• Work task: Every record below, from the first line to the last, is to be set down again exactly.

• Input for this task:
------------------------------------------------

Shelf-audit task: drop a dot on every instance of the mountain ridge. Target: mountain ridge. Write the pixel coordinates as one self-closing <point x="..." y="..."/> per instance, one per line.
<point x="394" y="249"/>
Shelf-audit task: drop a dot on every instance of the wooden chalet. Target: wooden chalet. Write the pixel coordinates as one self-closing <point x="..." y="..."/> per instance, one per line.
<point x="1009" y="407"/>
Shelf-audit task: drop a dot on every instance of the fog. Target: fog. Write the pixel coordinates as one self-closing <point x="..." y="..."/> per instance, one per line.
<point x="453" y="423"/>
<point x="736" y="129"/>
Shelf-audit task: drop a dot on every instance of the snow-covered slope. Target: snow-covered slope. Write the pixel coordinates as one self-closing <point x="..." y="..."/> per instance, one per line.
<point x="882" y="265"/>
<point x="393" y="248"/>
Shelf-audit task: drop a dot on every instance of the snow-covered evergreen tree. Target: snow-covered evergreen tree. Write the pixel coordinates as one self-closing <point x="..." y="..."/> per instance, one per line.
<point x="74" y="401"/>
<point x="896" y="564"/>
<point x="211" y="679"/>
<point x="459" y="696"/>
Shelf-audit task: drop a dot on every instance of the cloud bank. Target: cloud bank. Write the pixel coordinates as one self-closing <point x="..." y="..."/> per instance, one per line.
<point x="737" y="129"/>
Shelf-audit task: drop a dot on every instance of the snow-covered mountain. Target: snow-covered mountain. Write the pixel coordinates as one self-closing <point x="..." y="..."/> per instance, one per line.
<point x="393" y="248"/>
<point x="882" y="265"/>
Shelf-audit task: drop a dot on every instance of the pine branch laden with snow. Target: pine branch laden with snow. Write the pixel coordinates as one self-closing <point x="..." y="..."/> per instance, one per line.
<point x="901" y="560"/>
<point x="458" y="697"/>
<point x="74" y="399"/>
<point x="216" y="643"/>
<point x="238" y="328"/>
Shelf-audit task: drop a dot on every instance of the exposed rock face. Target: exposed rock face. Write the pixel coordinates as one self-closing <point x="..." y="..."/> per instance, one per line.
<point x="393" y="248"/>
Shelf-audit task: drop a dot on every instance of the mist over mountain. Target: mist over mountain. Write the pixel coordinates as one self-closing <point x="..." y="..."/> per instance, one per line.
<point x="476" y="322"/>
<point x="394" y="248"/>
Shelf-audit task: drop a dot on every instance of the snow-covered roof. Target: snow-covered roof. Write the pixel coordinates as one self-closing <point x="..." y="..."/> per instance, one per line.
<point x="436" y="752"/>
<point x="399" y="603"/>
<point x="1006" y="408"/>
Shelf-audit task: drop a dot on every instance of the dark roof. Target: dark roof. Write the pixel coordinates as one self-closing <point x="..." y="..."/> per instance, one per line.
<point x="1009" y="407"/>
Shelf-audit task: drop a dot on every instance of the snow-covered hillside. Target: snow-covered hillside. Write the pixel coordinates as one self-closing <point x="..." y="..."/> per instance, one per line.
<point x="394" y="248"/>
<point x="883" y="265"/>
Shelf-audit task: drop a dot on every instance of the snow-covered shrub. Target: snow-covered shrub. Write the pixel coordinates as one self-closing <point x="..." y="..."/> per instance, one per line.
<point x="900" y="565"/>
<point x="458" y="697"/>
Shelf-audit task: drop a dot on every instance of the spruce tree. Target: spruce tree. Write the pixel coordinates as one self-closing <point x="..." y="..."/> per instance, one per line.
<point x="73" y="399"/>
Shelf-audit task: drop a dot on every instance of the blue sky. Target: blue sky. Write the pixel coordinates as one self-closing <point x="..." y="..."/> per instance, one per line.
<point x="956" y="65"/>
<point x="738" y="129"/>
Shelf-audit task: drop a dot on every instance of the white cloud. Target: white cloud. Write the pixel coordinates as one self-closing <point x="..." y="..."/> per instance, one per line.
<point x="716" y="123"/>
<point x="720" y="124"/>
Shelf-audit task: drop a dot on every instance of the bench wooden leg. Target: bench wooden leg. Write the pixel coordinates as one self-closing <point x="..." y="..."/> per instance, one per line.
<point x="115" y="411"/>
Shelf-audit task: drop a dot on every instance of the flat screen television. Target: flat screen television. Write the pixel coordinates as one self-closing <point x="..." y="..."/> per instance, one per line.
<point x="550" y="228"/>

------------------------------------------------

• Answer box:
Shelf-audit task: drop a dot on every instance of the mountain ridge. Target: mountain ridge. Write the pixel coordinates as one self-closing <point x="..." y="..."/> per instance, one per line.
<point x="394" y="249"/>
Shelf-audit task: drop a dot on every instance of the wooden chalet. Target: wooden chalet. Write the pixel coordinates as one self-closing <point x="..." y="..."/> per instance, one per line.
<point x="1009" y="407"/>
Shelf-audit task: drop a dot on every instance of the fog. Target: fog. Write the pixel coordinates as one self-closing <point x="..." y="..."/> per instance, one per line.
<point x="453" y="423"/>
<point x="736" y="129"/>
Shelf-audit task: drop a dot on every instance of the snow-covered slope. Target: snow-covered slope. Write the pixel coordinates as one self-closing <point x="..." y="..."/> per instance, one per line.
<point x="882" y="265"/>
<point x="393" y="248"/>
Shelf-audit task: drop a dot on every instance of the snow-covered evergreen tree. Target: snow-covered evergreen tree. Write the pixel coordinates as one self-closing <point x="..." y="..."/> per instance, one per line.
<point x="74" y="401"/>
<point x="896" y="564"/>
<point x="211" y="679"/>
<point x="459" y="696"/>
Shelf-audit task: drop a dot on every instance of the cloud bank. Target: cloud bank. Write the pixel coordinates as one self-closing <point x="..." y="..."/> per instance, one per line.
<point x="737" y="129"/>
Shelf-audit task: drop a dot on every instance of the snow-covered mountain. Target: snow-covered mountain. Write the pixel coordinates as one self-closing <point x="..." y="..."/> per instance, one per line.
<point x="393" y="248"/>
<point x="882" y="265"/>
Shelf-audit task: drop a dot on every instance of the pine branch laden with snow. Target: pine branch laden with snow. Write the pixel coordinates as one self-closing <point x="..." y="..."/> per instance, one per line.
<point x="901" y="560"/>
<point x="458" y="697"/>
<point x="74" y="399"/>
<point x="216" y="643"/>
<point x="238" y="328"/>
Shelf-audit task: drop a dot on every instance of the exposed rock face. Target: exposed rock face. Write the pixel coordinates as one self-closing <point x="..." y="..."/> per instance, one per line.
<point x="393" y="248"/>
Shelf-audit task: drop a dot on every instance of the mist over mountain. Target: mist over mountain. Write the pixel coordinates as one self-closing <point x="..." y="..."/> per instance, one per line.
<point x="476" y="322"/>
<point x="394" y="248"/>
Shelf-audit task: drop a dot on every instance of the snow-covered roof. Target: snow-covered roof. Write the pixel coordinates as one self-closing <point x="..." y="..."/> per instance, one per line.
<point x="436" y="752"/>
<point x="399" y="603"/>
<point x="1006" y="408"/>
Shelf-audit task: drop a dot on every instance of the dark roof. Target: dark roof. Write the pixel coordinates as one self-closing <point x="..." y="..."/> per instance, one per line.
<point x="1009" y="407"/>
Shelf-audit task: drop a dot on every instance of the snow-covered hillside. Target: snow-covered hillside. Write the pixel coordinates as one self-closing <point x="..." y="..."/> per instance, one per line.
<point x="394" y="248"/>
<point x="883" y="265"/>
Shelf-audit task: drop a dot on every instance of the snow-covered shrub. Target: snow-covered shrub. Write the pixel coordinates as one self-closing <point x="..." y="..."/> per instance, one per line.
<point x="900" y="565"/>
<point x="458" y="697"/>
Shelf-audit task: drop a dot on every instance of the spruce tree. Target: spruce tree. Write the pixel coordinates as one self-closing <point x="..." y="..."/> per instance, one per line.
<point x="73" y="399"/>
Shelf-audit task: drop a dot on every instance of the blue sky. Target: blue sky. Write the pixel coordinates as one self-closing <point x="..." y="..."/> per instance, one per line.
<point x="956" y="65"/>
<point x="738" y="129"/>
Shelf-audit task: drop a dot on every instance of the white cloud. Target: white cloud. Write the pixel coordinates as one self-closing <point x="..." y="..."/> per instance, one per line.
<point x="716" y="123"/>
<point x="720" y="124"/>
Shelf-audit task: drop a dot on every instance of the bench wooden leg. Target: bench wooden leg. Write the pixel coordinates as one self-closing <point x="..." y="..."/> per instance, one per line.
<point x="115" y="411"/>
Shelf-audit task: drop a dot on every instance of the flat screen television. Target: flat screen television. Write the pixel coordinates as one self-closing <point x="..." y="..."/> per instance, one per line.
<point x="550" y="228"/>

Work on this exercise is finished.